Задание:
Перепишите без изменений часть приведенного ниже текста о двойном корне стиля, заключенную между словами «Двойной корень стиля» и «от темперамента художника.» включительно.

Фрагмент текста:
Двойной корень стиля

Введение

 

В своих воспоминаниях1 Людвиг Рихтер рассказы­вает, как однажды, будучи еще юношей, он вместе с тремя товарищами затеял написать в Тиволи уголок пейзажа, причем и он, и его товарищи твердо решили ни на волос не отклоняться от природы. И хотя ориги­нал у всех был один и тот же и каждый добросовестно держался того, что видели его глаза, все же получились четыре совершенно различные картины — настолько различные, насколько различались личности четырех художников. Отсюда автор воспоминаний выводит за­ключение, что объективного видения не существует и что форма и краска всегда воспринимаются различно, в зависимости от темперамента художника.

Это наблюдение нисколько не поражает историка ис­кусства. Давно уже известно, что каждый художник пишет «своей кровью». Все различие отдельных мастеров и их «руки» основывается в конечном итоге на при­знании подобных типов индивидуального творчества. При одинаковом вкусе (нам четыре упомянутых тиволийских пейзажа показались бы, вероятно, очень схожими, а именно назарейскими2) линия в одном случае будет иметь более ломаный, в другом — более округлый ха­рактер, движение ее будет ощущаться то как более запинающееся и медленное, то как более плавное и стре­мительное. И подобно тому как пропорции то вытяги­ваются в длину, то расползаются в ширину, моделиров­ка тела одному, может быть, представляется тоже по­лной и сочной, тогда как те же выступы и углубления другой видит гораздо более скромными и незначитель­ными. Так же дело обстоит со светом и краской. Самое искреннее намерение наблюдать точно не может поме­шать тому, что известная краска один раз воспринима­ется как более теплая, другой раз как более холодная, одна и та же тень кажется то более мягкой, то более резкой, та же полоса света — то крадущейся, то живой и играющей.

Если не вменять себе в обязанность сравнение с од­ним и тем же оригиналом, то различия между этими индивидуальными стилями выступают, конечно, с еще большей отчетливостью. Боттичелли и Лоренцо ди Kpeди — художники близкие по времени и родственные по происхождению, оба они флорентийцы позднего кват­роченто; но боттичеллиевский рисунок женского те­ла (1), в смысле понимания строения и форм, есть не­что свойственное только ему и отличается от любого изображения женского тела Лоренцо (2) столь же ос­новательно и радикально, как дуб отличается от липы. Бурные линии Боттичелли каждой форме сообщают своеобразную остроту и активность, для рассудительно моделирующего Лоренцо все сводится к впечатлению покоящегося явления. Нет ничего поучительнее сравнения одинаково согнутых рук у того и другого художни­ка. Острота локтя, изящное очертание предплечья, лу­чеобразно раздвинутые пальцы, прижатые к груди, заряженность каждой линии энергией — таков Боттичел­ли; Креди, напротив, производит впечатление какой-то вялости. Весьма убедительно моделированная, т. е. по­чувствованная объемно, форма его все же лишена при­тягательной силы Боттичеллиева контура. Перед нами различие темпераментов, и это различие сказывается всюду, — все равно, будем ли мы сравнивать целое или части. Существенные подробности стиля познаются в рисунке любой детали, хотя бы ноздри.

Исходный материал:
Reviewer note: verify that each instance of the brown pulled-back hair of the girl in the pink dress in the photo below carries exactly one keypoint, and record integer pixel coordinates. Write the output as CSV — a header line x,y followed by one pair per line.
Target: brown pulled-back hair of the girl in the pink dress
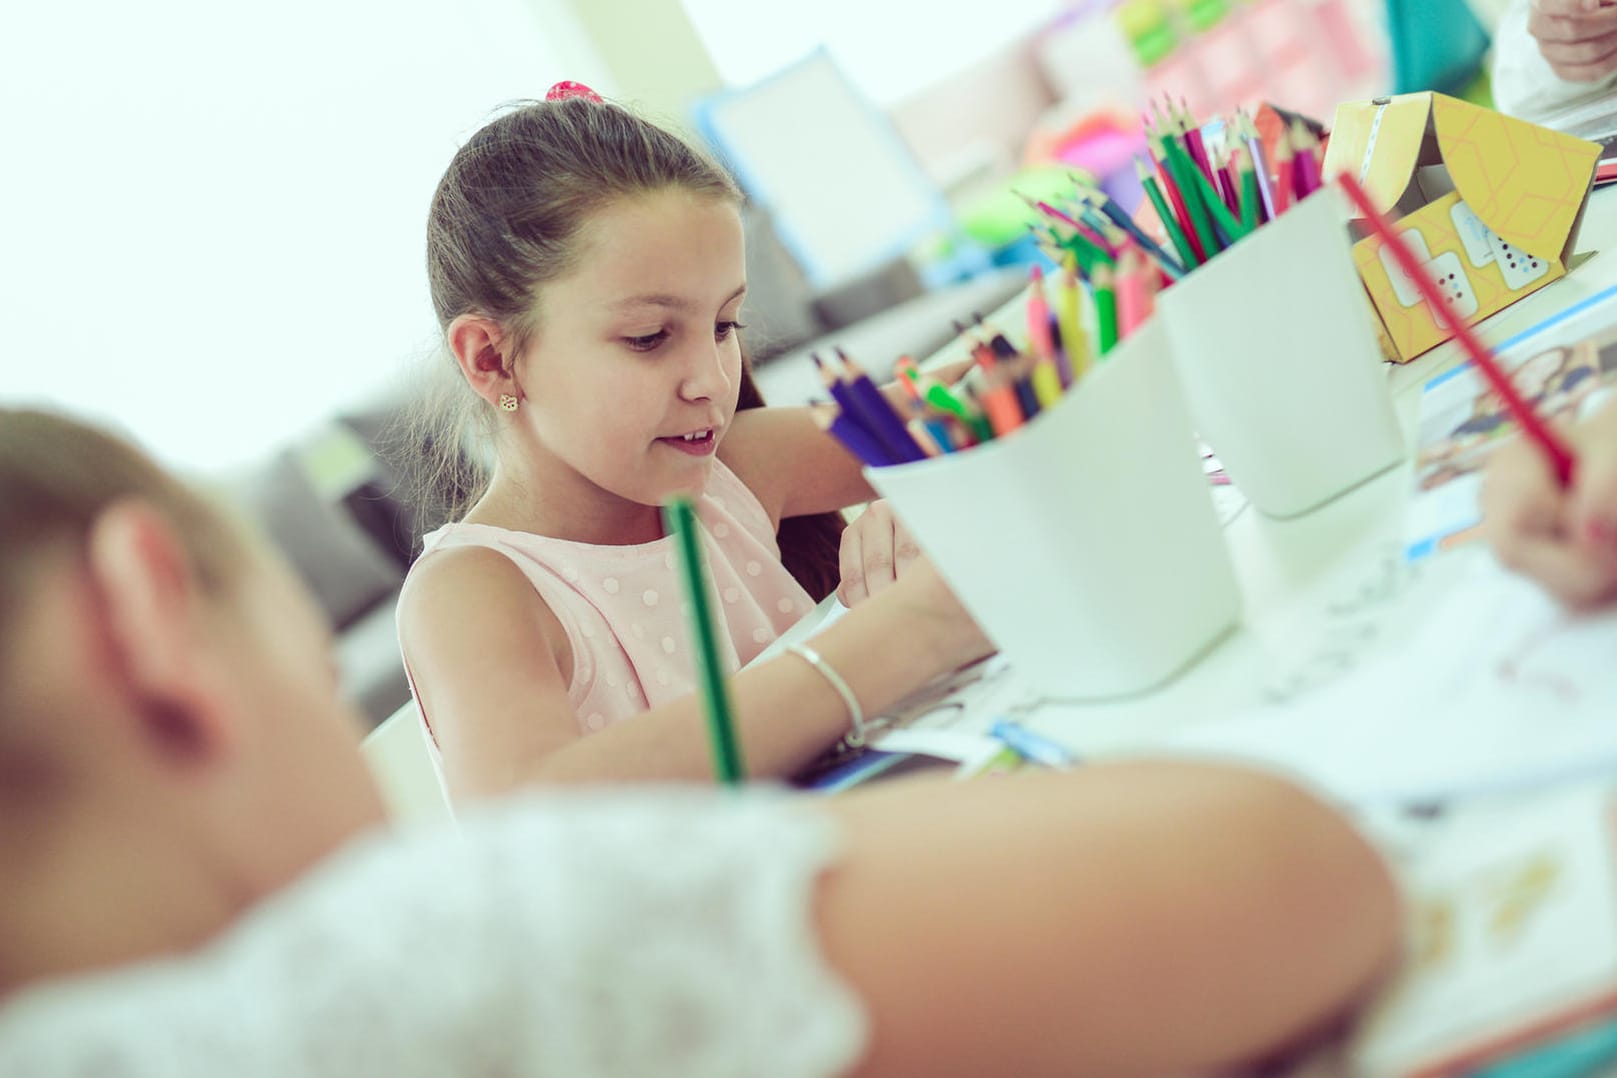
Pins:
x,y
505,221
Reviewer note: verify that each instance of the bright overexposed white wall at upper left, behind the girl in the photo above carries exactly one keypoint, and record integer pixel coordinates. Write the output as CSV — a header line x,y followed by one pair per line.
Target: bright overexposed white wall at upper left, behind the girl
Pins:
x,y
216,214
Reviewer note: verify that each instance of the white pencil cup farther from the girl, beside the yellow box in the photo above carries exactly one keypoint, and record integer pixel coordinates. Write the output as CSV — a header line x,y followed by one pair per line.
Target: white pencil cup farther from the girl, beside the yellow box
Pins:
x,y
1277,350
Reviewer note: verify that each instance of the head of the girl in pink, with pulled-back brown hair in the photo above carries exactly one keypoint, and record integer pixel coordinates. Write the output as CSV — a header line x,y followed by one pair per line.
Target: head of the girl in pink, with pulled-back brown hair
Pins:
x,y
588,269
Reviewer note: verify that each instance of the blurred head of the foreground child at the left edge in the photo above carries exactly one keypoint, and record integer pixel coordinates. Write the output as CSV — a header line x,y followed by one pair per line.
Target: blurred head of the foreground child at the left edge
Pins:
x,y
166,693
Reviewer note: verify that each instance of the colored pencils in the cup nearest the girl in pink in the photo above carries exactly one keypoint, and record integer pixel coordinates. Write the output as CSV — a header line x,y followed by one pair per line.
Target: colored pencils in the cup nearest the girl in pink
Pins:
x,y
1007,387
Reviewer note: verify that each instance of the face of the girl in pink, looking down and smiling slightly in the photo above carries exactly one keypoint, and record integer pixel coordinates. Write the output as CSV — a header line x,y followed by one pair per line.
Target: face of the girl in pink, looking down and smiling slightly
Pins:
x,y
631,381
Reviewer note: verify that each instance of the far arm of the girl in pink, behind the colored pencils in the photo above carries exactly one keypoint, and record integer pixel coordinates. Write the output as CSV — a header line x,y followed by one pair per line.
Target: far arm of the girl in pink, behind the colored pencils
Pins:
x,y
796,470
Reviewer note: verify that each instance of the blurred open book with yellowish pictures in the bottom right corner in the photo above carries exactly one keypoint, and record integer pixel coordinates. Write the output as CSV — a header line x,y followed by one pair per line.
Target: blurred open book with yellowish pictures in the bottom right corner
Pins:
x,y
1513,914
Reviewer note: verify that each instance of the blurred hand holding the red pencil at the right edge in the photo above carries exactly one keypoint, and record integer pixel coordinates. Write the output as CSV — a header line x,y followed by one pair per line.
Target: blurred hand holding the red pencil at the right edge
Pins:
x,y
1566,539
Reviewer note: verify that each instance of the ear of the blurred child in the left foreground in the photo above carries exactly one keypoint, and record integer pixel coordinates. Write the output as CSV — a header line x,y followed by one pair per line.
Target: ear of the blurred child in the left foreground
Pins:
x,y
153,604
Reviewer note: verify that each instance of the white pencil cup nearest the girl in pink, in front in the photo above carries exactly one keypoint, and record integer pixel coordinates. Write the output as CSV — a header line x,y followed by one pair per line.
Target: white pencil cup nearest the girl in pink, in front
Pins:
x,y
1086,544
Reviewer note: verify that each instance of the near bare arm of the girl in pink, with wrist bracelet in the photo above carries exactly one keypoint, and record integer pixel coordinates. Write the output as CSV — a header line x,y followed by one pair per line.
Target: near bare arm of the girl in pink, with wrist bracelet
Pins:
x,y
491,668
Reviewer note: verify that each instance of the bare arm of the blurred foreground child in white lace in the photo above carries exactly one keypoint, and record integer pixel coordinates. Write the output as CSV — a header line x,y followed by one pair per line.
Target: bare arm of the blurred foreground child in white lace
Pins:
x,y
1141,919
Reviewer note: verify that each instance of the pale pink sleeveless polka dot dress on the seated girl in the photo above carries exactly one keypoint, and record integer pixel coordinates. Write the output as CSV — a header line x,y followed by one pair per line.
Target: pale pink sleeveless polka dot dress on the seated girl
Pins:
x,y
623,607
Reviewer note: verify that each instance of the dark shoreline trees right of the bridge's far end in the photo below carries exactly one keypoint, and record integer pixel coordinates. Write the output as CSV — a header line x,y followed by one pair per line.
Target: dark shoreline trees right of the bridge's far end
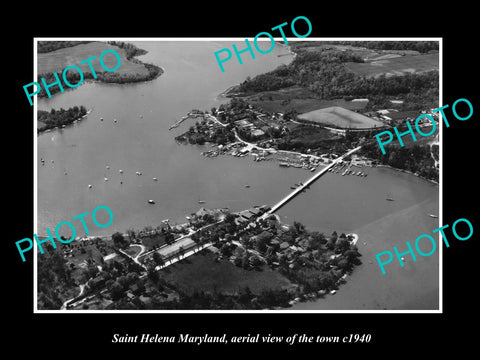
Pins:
x,y
416,159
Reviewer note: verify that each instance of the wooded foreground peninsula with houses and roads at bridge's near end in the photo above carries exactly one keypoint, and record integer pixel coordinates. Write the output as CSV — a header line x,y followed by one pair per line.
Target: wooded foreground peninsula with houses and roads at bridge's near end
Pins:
x,y
251,261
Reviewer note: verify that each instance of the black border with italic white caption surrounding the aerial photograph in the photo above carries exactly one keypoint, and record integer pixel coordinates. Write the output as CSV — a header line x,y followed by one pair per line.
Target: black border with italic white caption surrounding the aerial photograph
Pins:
x,y
399,332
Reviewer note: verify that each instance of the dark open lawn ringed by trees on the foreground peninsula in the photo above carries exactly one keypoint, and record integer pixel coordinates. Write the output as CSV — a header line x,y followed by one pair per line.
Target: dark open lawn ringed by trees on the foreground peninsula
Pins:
x,y
202,273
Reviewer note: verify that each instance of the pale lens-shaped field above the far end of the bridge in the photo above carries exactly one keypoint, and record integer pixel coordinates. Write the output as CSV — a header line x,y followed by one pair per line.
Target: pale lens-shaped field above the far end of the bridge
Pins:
x,y
340,117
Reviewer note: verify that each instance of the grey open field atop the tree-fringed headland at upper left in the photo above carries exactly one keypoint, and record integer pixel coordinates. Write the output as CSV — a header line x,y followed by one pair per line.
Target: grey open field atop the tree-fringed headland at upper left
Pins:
x,y
57,60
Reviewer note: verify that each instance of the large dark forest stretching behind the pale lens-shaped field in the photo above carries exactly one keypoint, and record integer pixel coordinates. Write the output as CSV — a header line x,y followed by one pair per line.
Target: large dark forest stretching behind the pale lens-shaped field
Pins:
x,y
323,73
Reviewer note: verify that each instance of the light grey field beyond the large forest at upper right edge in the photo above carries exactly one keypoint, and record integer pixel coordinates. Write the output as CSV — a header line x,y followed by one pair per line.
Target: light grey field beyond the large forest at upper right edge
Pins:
x,y
399,65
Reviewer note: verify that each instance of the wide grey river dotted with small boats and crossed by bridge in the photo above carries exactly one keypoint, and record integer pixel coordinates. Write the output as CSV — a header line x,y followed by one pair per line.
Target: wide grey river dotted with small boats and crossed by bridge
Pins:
x,y
139,140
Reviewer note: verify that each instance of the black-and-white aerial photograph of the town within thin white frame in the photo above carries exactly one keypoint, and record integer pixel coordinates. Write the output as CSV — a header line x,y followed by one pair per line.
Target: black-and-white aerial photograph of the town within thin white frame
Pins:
x,y
238,186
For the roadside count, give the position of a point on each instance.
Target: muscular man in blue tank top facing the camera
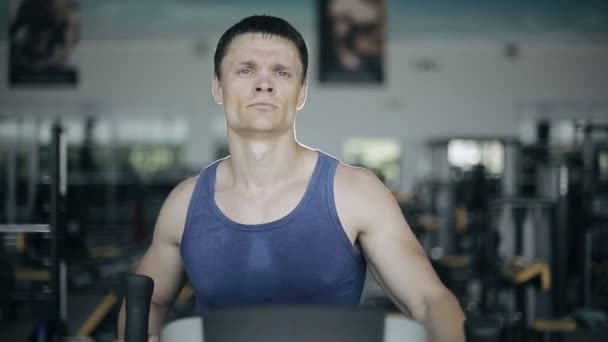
(278, 222)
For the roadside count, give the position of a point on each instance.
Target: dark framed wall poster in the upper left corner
(43, 35)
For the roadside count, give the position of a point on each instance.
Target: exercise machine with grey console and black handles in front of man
(283, 323)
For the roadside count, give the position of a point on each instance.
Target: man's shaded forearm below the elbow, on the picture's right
(444, 319)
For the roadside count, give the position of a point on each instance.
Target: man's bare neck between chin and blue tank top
(257, 165)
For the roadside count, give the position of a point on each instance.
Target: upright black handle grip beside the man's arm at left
(139, 290)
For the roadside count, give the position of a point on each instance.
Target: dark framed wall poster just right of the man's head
(352, 41)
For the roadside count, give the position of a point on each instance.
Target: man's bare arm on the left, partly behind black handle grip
(162, 261)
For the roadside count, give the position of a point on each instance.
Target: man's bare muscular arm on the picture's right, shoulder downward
(396, 258)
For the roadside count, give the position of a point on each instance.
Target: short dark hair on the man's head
(263, 24)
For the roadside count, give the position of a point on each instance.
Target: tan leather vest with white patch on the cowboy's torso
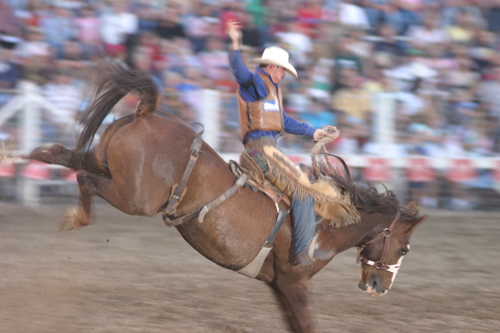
(265, 114)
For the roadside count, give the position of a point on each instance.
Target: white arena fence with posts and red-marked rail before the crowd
(397, 173)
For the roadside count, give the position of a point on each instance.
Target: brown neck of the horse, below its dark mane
(341, 239)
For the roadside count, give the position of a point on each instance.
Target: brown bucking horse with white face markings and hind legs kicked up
(141, 156)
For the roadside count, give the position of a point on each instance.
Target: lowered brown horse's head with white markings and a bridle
(381, 256)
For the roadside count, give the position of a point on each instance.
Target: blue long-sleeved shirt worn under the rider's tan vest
(258, 91)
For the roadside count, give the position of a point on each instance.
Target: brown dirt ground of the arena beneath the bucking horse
(132, 274)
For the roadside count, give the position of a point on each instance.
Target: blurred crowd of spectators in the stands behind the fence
(438, 59)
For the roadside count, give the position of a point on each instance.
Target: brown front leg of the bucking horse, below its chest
(294, 298)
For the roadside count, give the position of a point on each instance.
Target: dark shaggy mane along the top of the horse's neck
(365, 196)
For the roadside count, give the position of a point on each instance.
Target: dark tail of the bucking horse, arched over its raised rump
(112, 82)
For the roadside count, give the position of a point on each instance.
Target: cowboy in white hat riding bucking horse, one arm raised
(262, 120)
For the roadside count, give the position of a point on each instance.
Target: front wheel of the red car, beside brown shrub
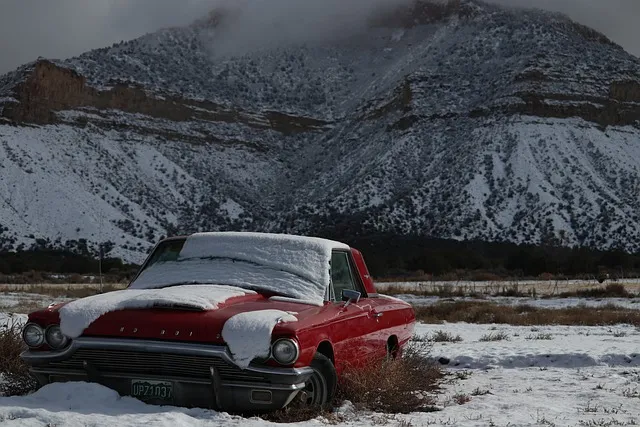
(320, 388)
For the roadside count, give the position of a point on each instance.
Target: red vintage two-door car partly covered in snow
(241, 322)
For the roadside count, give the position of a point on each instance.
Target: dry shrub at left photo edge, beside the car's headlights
(16, 379)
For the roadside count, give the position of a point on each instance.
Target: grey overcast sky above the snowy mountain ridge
(64, 28)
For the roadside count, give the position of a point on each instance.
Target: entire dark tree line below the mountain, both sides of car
(387, 255)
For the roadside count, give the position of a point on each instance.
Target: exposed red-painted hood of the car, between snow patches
(191, 324)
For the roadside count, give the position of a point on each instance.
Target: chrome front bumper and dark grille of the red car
(202, 375)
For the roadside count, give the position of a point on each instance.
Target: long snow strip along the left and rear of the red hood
(77, 315)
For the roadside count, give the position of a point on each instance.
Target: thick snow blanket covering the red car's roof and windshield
(294, 266)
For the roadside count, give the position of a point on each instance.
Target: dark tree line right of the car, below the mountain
(393, 255)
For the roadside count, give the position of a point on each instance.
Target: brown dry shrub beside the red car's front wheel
(402, 385)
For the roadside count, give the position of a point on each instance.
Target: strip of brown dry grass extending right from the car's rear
(487, 312)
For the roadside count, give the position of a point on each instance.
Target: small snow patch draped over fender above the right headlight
(248, 334)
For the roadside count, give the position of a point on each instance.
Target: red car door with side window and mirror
(355, 331)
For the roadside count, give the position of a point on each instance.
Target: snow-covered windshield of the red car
(170, 264)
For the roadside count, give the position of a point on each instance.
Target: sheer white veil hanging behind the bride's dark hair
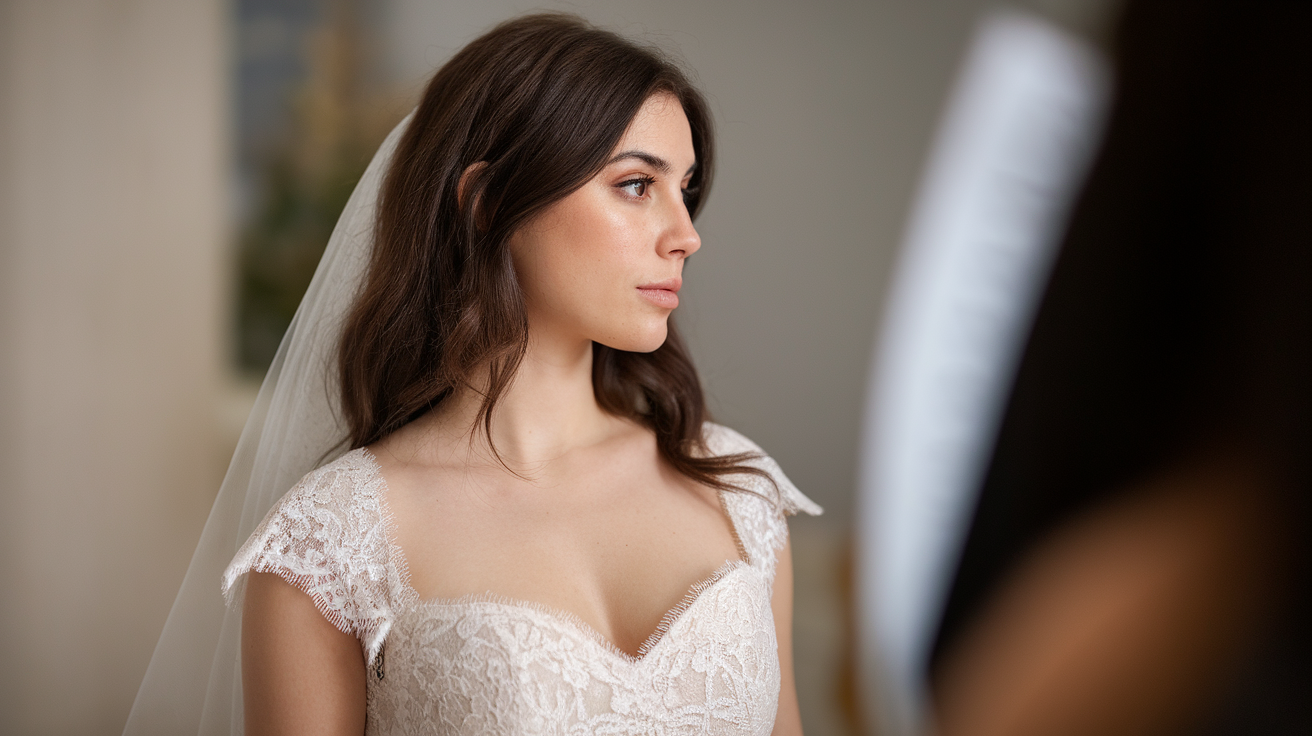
(194, 684)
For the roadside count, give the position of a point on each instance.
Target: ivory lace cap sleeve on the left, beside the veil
(330, 537)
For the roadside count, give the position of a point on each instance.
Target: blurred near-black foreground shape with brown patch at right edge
(1138, 560)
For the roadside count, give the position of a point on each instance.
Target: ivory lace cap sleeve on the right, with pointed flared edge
(759, 520)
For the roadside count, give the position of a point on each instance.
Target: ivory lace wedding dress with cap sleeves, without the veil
(483, 664)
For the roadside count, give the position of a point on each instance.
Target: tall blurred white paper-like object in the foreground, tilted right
(1015, 144)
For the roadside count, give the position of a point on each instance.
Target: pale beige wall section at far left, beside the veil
(112, 234)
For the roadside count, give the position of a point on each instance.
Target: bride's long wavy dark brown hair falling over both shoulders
(541, 102)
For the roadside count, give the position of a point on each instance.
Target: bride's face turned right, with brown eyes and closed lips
(607, 262)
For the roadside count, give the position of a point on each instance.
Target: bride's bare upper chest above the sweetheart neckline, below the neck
(616, 549)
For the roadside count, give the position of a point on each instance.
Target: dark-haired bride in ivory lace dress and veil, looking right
(533, 528)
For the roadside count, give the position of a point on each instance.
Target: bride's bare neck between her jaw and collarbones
(548, 411)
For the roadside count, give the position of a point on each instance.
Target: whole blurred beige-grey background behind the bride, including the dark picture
(170, 171)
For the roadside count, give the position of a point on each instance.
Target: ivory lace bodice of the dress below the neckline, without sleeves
(487, 666)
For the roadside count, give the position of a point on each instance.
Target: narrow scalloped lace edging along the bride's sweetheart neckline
(413, 599)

Ожидаемый ответ:
Двойной корень стиля

Введение

 

В своих воспоминаниях1 Людвиг Рихтер рассказы­вает, как однажды, будучи еще юношей, он вместе с тремя товарищами затеял написать в Тиволи уголок пейзажа, причем и он, и его товарищи твердо решили ни на волос не отклоняться от природы. И хотя ориги­нал у всех был один и тот же и каждый добросовестно держался того, что видели его глаза, все же получились четыре совершенно различные картины — настолько различные, насколько различались личности четырех художников. Отсюда автор воспоминаний выводит за­ключение, что объективного видения не существует и что форма и краска всегда воспринимаются различно, в зависимости от темперамента художника.